*EXERCISE AIM*. Out of the lines below, please list those that hold the string "instance".

DATA FOR PROCESSING: Begin

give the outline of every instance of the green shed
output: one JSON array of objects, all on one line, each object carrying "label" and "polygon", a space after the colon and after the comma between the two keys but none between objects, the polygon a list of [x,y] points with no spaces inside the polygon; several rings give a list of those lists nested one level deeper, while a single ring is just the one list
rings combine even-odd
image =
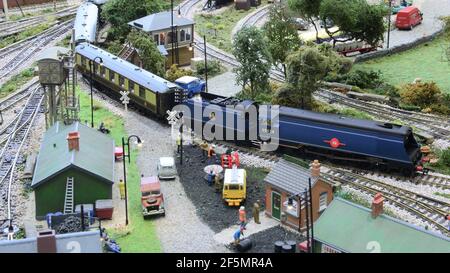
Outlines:
[{"label": "green shed", "polygon": [[114,140],[79,122],[56,122],[44,134],[31,182],[36,219],[111,199],[113,183]]}]

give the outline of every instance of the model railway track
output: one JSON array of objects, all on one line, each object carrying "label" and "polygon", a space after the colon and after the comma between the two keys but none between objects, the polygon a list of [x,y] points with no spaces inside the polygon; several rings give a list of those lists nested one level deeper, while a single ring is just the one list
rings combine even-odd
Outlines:
[{"label": "model railway track", "polygon": [[56,19],[60,19],[66,16],[72,16],[76,14],[77,9],[71,7],[68,9],[60,10],[51,14],[38,15],[34,17],[24,18],[17,21],[8,21],[0,23],[0,38],[7,37],[21,31],[24,31],[30,27],[45,23],[48,16],[55,16]]},{"label": "model railway track", "polygon": [[445,215],[450,212],[450,203],[446,203],[403,188],[364,177],[341,169],[328,169],[321,176],[330,181],[348,185],[356,190],[375,195],[380,192],[392,205],[421,218],[431,227],[450,236]]},{"label": "model railway track", "polygon": [[0,68],[0,78],[8,76],[17,67],[29,60],[42,47],[52,42],[55,38],[67,33],[72,28],[72,26],[73,20],[61,23],[50,28],[47,31],[44,31],[41,35],[31,40],[28,44],[19,47],[20,51],[17,53],[17,55],[10,61],[7,61]]},{"label": "model railway track", "polygon": [[438,174],[426,174],[414,178],[414,183],[450,190],[450,177]]},{"label": "model railway track", "polygon": [[16,105],[18,102],[29,97],[31,95],[32,90],[35,87],[37,87],[38,85],[39,85],[39,81],[37,79],[32,80],[24,88],[20,89],[19,91],[15,92],[11,96],[8,96],[7,98],[0,101],[0,112],[4,112],[4,111],[8,110],[9,108]]},{"label": "model railway track", "polygon": [[441,123],[436,123],[431,119],[417,118],[410,115],[400,114],[398,112],[388,110],[385,107],[347,98],[343,95],[336,94],[326,89],[320,89],[315,93],[315,95],[329,101],[336,101],[342,105],[359,109],[384,120],[393,120],[393,118],[397,118],[402,120],[409,126],[417,126],[420,129],[427,128],[426,132],[439,139],[448,140],[450,136],[450,130],[447,129],[447,126],[443,127]]},{"label": "model railway track", "polygon": [[16,166],[23,161],[21,151],[43,99],[43,89],[36,87],[19,113],[14,128],[0,152],[0,217],[12,219],[13,223],[16,221],[17,213],[14,201],[16,195],[20,194],[14,188],[14,183],[18,180]]}]

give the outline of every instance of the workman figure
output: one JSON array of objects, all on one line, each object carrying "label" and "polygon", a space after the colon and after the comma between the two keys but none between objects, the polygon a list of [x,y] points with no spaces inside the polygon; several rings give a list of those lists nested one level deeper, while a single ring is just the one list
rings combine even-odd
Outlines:
[{"label": "workman figure", "polygon": [[208,158],[211,158],[213,155],[215,155],[216,154],[216,152],[214,151],[214,148],[216,147],[216,145],[211,145],[211,146],[209,146],[209,149],[208,149]]},{"label": "workman figure", "polygon": [[244,206],[241,206],[239,208],[239,223],[241,225],[241,228],[243,228],[245,230],[246,229],[245,225],[247,224],[247,215],[245,213],[245,207]]},{"label": "workman figure", "polygon": [[233,233],[234,244],[237,245],[241,241],[241,236],[244,236],[244,229],[240,227]]},{"label": "workman figure", "polygon": [[200,149],[202,149],[202,155],[205,158],[207,155],[207,151],[208,151],[208,142],[204,141],[202,143],[200,143]]},{"label": "workman figure", "polygon": [[211,171],[209,172],[209,174],[208,174],[208,186],[212,186],[213,179],[214,179],[214,173],[213,173],[213,171],[211,170]]},{"label": "workman figure", "polygon": [[216,192],[220,192],[220,190],[222,189],[219,174],[216,174],[216,176],[214,177],[214,186],[216,187]]},{"label": "workman figure", "polygon": [[181,134],[177,136],[177,153],[179,154],[181,150]]},{"label": "workman figure", "polygon": [[259,200],[256,200],[256,202],[253,204],[253,219],[255,220],[256,224],[261,224],[259,221]]},{"label": "workman figure", "polygon": [[120,199],[125,199],[125,182],[123,182],[122,179],[119,180],[119,192],[120,192]]}]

DATA FOR PROCESSING: End

*EXERCISE RESPONSE*.
give the outline of every instance of the green shed
give the outline of every instance of the model railway track
give the outline of every instance of the workman figure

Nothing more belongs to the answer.